### REQUIRED WORK
Below are the records. Retype exactly the lines between the lines holding "Target | horizontal stabilizer" and "Target | light pole", inclusive.

═════ EXTRACTED MATERIAL ═════

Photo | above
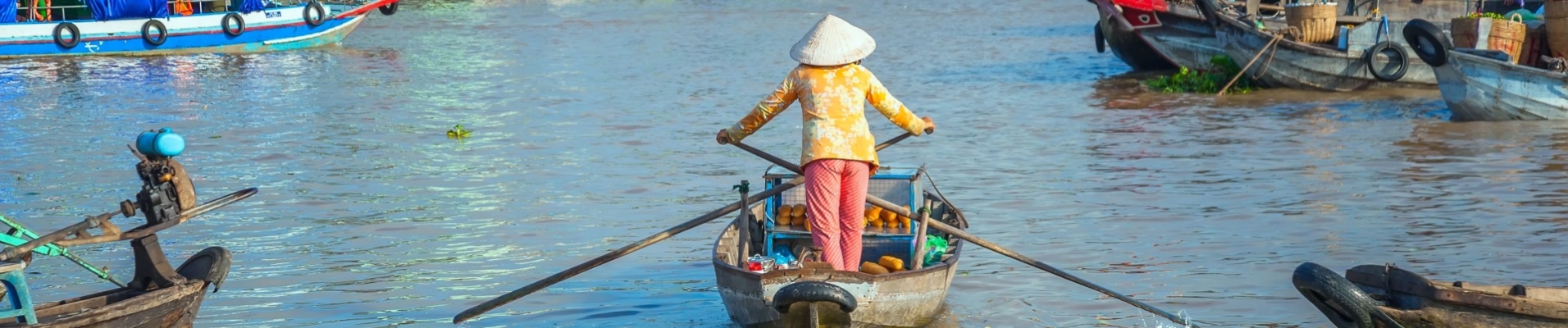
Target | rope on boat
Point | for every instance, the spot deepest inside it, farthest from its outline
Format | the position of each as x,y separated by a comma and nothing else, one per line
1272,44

═════
═════ EXTRACTED MATERIAL ═════

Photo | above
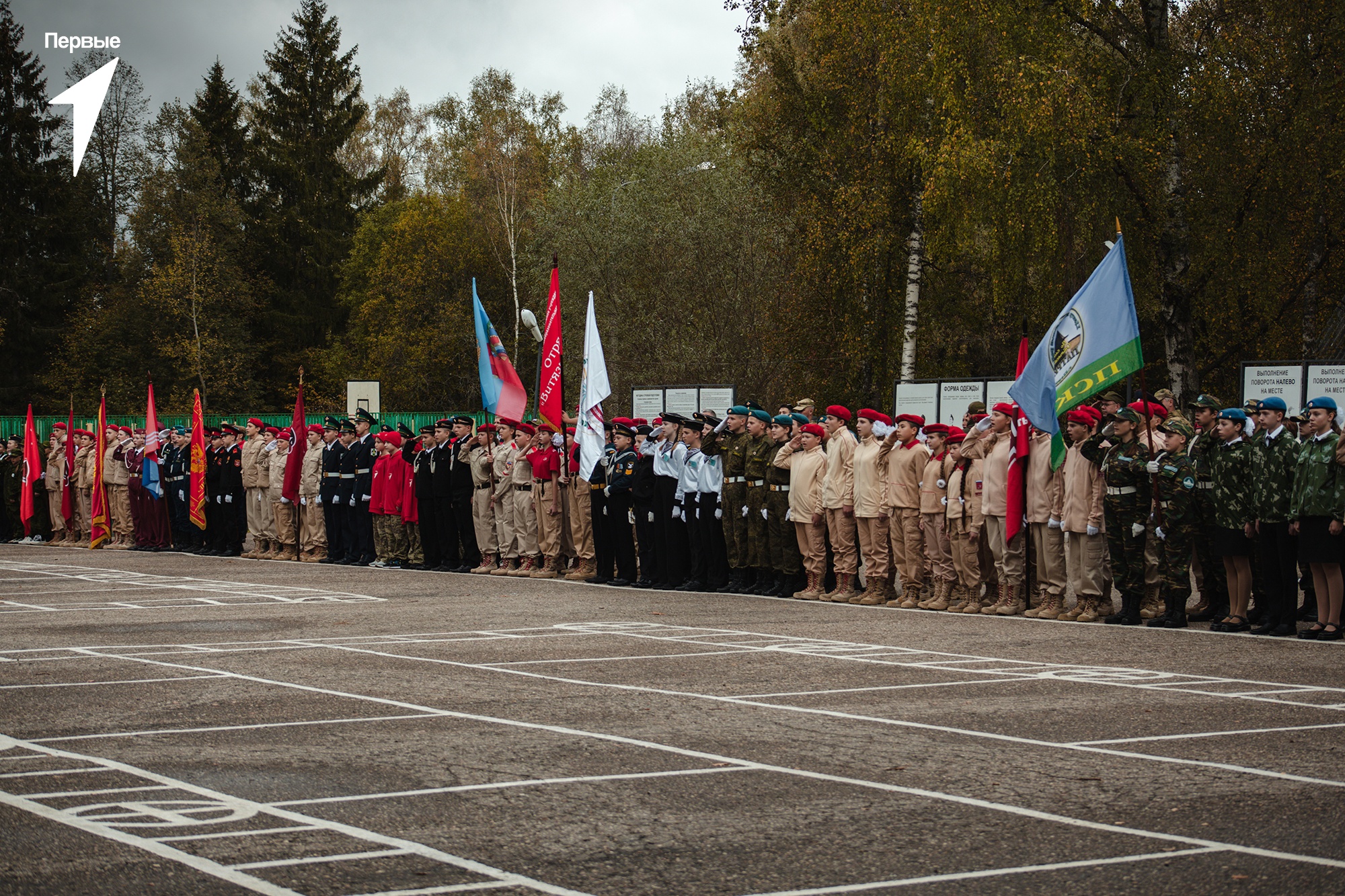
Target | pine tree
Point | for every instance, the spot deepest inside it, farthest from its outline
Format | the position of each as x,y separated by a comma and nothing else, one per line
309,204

═════
═════ EXTRACTED MATERIAL ═════

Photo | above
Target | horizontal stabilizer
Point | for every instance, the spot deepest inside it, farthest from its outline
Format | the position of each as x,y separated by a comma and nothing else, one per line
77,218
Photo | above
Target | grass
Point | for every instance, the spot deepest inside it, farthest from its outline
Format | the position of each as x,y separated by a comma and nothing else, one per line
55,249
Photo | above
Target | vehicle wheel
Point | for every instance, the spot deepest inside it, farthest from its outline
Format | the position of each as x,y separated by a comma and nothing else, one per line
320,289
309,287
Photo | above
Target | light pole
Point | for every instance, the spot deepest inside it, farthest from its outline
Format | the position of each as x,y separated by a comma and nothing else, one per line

═════

### EXERCISE RESPONSE
Target | horizontal stabilizer
Point | for every instance, the spot deepest inside it, farthest from its outline
Format | the position of each as x,y separated by a comma and nothing else, one per line
77,218
Photo | above
Target | grass
Point | for every instance, the spot deepest inside it, farthest from its outline
Format | the position of each as x,y separated by a comma and nothing else, one per line
55,249
Photo | above
Target | vehicle wheel
Point | for every instance, the spot deepest inside it, farthest from its outline
Format | the position of each as x,y separated by a comma and nothing else, one per line
320,289
309,287
Photo | above
Target | light pole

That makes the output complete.